Task: Count how many lines of the data below contain the word "Target" and give only that number.

-------- Records to use

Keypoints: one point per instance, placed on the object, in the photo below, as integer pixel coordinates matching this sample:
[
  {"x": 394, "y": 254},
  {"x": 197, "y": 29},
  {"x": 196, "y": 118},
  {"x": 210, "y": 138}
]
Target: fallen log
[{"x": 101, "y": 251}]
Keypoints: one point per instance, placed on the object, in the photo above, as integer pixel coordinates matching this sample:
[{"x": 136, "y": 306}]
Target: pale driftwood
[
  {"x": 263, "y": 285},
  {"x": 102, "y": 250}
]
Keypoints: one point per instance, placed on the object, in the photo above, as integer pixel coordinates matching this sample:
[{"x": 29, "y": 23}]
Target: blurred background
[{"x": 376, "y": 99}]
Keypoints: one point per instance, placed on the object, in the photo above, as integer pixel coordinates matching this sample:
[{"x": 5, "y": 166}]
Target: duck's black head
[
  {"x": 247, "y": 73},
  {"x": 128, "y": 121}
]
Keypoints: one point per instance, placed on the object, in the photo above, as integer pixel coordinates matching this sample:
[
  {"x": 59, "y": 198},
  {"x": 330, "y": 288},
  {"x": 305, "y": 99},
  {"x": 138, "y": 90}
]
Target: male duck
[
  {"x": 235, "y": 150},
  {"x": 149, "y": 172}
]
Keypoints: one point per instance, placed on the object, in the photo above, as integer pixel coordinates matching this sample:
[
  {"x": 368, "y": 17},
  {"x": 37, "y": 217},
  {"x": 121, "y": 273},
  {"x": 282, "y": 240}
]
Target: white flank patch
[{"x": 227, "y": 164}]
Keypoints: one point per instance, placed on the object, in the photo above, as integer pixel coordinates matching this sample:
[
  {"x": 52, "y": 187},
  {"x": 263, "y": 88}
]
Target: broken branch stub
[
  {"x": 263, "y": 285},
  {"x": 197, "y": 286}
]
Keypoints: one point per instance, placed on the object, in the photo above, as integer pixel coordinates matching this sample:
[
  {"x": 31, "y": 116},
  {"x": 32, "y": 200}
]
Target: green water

----------------

Exercise output: 8